=== Input data ===
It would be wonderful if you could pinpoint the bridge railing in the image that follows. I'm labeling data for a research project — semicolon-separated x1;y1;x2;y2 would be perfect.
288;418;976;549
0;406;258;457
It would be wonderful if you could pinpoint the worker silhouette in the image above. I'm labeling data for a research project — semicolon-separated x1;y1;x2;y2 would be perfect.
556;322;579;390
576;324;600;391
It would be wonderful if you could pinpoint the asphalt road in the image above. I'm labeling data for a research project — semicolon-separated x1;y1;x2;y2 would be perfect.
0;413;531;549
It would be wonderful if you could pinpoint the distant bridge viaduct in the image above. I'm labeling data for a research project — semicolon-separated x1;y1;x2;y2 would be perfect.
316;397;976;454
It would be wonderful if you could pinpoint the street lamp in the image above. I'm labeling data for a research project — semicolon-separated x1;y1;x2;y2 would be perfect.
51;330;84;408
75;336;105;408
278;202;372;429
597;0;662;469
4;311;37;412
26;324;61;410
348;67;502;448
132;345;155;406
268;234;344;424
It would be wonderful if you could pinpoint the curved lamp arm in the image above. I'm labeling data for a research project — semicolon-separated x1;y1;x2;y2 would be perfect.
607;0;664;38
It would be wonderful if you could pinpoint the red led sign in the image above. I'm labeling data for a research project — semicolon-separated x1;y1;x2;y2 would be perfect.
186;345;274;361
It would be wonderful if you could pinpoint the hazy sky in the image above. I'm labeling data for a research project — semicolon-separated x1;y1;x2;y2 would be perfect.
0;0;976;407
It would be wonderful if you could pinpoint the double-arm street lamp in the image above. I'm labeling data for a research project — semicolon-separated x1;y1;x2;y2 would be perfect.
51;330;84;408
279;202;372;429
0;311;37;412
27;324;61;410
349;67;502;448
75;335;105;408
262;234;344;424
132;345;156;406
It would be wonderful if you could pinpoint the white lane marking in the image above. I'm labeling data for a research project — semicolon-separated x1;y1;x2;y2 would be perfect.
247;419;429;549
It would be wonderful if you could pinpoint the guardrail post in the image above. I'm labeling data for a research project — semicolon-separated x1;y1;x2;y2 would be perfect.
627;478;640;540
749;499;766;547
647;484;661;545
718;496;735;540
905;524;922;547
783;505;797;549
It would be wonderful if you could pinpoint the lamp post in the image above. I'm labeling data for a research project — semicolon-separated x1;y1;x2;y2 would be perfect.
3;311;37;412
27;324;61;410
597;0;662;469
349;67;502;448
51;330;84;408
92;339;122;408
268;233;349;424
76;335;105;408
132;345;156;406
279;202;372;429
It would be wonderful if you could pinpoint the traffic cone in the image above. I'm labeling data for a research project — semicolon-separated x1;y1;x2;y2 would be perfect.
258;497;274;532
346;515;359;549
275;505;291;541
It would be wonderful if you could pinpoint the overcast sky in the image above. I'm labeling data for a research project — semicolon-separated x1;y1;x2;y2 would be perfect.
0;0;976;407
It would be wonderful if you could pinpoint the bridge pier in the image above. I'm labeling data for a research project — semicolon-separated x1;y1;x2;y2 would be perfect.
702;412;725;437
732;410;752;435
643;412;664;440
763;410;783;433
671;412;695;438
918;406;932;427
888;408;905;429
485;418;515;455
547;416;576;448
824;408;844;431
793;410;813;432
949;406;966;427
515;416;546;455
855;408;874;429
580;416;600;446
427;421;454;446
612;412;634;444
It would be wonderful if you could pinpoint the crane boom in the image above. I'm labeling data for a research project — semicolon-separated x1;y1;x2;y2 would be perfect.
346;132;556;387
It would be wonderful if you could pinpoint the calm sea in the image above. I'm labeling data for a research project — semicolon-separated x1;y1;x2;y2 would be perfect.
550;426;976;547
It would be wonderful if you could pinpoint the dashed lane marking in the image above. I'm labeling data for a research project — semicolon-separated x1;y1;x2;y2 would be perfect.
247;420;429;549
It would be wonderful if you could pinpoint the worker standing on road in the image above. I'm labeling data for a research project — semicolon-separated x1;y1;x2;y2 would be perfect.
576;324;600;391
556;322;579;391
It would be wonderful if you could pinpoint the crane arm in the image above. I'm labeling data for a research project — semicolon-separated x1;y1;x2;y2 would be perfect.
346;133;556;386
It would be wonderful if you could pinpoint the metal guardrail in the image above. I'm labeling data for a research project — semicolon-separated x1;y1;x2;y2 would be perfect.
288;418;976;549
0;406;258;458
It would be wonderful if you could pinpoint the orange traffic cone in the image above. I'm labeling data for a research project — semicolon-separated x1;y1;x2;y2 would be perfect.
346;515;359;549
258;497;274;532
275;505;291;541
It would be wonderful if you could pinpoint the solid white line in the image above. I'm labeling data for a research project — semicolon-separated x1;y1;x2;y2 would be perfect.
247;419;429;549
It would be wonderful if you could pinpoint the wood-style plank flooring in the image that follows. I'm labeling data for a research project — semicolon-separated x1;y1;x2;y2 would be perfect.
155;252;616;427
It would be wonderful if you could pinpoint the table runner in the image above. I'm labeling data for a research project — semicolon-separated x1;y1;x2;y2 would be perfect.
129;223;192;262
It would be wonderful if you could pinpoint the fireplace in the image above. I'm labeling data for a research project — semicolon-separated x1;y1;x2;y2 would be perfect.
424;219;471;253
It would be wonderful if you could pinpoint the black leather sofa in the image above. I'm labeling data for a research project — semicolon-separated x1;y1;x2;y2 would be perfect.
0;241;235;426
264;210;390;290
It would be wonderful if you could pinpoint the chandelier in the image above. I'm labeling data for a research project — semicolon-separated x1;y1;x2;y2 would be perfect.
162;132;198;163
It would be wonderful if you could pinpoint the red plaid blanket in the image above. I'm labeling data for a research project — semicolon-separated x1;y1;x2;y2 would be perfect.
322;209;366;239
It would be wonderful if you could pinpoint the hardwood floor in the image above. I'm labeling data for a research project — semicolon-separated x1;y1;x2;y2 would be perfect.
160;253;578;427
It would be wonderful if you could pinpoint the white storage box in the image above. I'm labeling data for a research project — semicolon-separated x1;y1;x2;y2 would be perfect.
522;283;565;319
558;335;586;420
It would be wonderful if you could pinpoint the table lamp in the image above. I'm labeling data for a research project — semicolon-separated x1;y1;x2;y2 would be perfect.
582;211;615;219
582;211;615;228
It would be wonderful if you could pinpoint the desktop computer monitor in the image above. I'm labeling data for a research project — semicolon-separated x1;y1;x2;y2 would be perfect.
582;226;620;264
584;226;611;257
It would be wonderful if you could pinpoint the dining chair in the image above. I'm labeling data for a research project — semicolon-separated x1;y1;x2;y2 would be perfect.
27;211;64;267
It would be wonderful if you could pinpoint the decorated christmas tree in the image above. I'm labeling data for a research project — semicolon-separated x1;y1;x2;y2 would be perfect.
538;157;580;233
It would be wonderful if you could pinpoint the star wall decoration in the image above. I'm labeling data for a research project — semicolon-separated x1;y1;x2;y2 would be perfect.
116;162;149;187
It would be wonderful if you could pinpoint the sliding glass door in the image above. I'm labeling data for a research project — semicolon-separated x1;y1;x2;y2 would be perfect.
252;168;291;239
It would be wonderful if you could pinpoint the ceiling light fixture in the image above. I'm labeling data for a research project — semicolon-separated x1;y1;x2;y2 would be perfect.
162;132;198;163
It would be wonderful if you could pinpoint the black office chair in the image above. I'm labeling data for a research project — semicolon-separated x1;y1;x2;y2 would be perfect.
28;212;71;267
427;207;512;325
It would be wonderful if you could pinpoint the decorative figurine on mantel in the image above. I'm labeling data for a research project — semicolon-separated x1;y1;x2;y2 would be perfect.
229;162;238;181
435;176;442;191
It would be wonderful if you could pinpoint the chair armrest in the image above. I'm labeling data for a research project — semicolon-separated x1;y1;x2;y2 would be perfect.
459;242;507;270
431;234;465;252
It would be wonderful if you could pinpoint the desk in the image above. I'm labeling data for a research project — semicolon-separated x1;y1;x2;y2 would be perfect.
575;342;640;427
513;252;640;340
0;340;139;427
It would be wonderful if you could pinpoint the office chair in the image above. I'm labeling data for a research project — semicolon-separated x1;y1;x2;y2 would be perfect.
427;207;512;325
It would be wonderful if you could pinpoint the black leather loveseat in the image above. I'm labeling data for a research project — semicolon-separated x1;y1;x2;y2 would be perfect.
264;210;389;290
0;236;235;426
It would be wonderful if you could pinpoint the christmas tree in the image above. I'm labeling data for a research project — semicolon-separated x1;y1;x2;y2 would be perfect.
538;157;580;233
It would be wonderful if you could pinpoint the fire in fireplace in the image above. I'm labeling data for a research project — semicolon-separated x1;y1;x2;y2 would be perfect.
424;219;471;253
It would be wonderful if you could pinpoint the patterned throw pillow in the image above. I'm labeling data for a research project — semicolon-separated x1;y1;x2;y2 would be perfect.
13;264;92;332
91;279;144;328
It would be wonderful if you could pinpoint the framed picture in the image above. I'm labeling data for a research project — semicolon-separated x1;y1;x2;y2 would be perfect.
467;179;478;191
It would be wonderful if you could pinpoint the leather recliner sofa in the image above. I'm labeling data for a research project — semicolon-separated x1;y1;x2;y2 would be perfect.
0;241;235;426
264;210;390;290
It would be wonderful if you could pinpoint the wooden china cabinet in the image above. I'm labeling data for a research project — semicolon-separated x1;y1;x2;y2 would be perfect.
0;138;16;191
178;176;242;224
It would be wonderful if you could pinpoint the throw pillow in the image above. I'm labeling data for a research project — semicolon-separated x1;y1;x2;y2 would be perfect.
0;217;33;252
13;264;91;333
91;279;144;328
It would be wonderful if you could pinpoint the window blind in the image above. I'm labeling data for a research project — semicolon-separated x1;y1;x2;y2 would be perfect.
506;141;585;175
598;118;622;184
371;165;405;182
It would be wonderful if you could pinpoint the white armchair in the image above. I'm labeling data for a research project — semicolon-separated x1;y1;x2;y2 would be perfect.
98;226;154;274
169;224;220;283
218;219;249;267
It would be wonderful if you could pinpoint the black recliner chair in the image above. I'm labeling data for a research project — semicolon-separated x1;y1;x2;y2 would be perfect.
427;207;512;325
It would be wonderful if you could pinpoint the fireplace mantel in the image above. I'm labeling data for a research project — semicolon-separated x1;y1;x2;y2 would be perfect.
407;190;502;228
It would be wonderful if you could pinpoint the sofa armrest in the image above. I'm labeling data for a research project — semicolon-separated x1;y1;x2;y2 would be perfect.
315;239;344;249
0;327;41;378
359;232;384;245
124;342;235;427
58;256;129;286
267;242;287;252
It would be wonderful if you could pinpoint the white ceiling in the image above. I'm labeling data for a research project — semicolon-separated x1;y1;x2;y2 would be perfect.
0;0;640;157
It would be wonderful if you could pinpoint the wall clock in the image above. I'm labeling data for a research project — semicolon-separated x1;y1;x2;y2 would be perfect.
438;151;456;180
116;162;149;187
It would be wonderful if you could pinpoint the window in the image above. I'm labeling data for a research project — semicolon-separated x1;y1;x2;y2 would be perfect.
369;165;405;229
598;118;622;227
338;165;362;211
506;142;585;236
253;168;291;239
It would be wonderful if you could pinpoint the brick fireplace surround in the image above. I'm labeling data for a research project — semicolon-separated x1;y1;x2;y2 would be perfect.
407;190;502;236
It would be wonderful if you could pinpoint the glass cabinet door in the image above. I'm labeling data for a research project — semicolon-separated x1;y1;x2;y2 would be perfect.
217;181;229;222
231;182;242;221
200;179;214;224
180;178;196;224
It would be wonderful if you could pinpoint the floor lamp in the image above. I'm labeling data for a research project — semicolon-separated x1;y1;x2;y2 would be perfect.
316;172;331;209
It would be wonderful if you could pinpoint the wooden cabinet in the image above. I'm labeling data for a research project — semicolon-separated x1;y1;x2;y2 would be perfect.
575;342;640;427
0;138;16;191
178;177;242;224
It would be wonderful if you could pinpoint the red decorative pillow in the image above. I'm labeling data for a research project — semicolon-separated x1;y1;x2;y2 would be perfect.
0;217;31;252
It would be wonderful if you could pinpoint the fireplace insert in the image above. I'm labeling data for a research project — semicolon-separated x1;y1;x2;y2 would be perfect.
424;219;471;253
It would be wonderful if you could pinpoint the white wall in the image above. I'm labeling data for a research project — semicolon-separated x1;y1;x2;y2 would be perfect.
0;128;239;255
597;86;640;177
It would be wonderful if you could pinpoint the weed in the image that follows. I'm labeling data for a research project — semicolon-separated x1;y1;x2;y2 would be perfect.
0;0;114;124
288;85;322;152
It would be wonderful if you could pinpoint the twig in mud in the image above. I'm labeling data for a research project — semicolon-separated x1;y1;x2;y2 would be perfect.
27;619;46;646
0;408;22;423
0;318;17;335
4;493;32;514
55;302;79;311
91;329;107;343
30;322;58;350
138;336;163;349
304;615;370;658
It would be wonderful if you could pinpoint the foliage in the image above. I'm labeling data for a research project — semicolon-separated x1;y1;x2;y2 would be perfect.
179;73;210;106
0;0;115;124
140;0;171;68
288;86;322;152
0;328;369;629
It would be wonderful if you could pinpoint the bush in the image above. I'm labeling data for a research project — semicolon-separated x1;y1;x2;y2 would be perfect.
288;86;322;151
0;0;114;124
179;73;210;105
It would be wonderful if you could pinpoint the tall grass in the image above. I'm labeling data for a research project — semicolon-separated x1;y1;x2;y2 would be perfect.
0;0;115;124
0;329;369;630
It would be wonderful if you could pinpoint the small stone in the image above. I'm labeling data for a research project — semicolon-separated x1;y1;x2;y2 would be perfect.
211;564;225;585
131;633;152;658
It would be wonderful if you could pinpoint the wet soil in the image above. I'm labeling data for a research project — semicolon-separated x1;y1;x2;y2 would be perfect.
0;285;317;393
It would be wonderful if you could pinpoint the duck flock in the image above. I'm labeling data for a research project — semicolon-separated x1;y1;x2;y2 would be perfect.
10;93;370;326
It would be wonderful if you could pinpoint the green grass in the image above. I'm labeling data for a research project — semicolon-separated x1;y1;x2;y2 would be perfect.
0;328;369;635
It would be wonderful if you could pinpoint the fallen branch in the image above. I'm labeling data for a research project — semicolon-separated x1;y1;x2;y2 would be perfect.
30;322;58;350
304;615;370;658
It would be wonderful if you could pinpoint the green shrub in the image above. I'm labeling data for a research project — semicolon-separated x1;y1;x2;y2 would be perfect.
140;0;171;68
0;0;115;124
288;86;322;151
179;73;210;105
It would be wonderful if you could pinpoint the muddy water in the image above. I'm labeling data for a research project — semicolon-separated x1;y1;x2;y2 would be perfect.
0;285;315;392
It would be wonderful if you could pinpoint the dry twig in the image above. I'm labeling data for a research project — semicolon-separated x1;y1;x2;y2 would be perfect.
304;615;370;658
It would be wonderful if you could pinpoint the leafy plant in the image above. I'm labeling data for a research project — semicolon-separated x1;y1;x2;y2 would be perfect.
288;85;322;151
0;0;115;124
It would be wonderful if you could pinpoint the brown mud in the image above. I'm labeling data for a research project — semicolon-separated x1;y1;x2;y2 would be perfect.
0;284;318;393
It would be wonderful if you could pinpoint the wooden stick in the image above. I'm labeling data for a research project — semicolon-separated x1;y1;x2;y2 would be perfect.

=== What is asked ===
Could you set down, word for word, everything in the material above from its first line down to the line containing "268;234;344;424", both of those lines included?

=== Answer to this problem ===
It would be wonderful if you could pinpoint the bridge railing in the image that follows. I'm labeling data for a research project — semicolon-separated x1;y1;x2;y2 would be perfect.
288;418;976;549
0;406;258;457
It would be wonderful if you could pinpoint the worker silhouette in the image above. I'm labeling data for a research project — semicolon-separated x1;y1;x2;y2 would be perfect.
556;322;579;390
576;324;600;391
It would be wonderful if you could pinpoint the asphalt road in the image above. I'm labeling data for a research project — semicolon-separated x1;y1;x2;y2 would be perfect.
0;413;531;549
It would be wonderful if you could pinpoint the distant bridge viaduct in the image above. I'm labeling data for a research project — semicolon-separated x1;y1;x2;y2 would be perfect.
316;397;976;454
It would be wonderful if you could pinpoint the street lamp in the image above. I'm labeling data for a research project — semicolon-separated x1;y1;x2;y2 would be perfect.
51;330;84;408
75;336;105;408
278;202;372;429
597;0;662;469
4;311;37;412
26;324;61;410
348;67;502;448
132;345;155;406
268;234;344;424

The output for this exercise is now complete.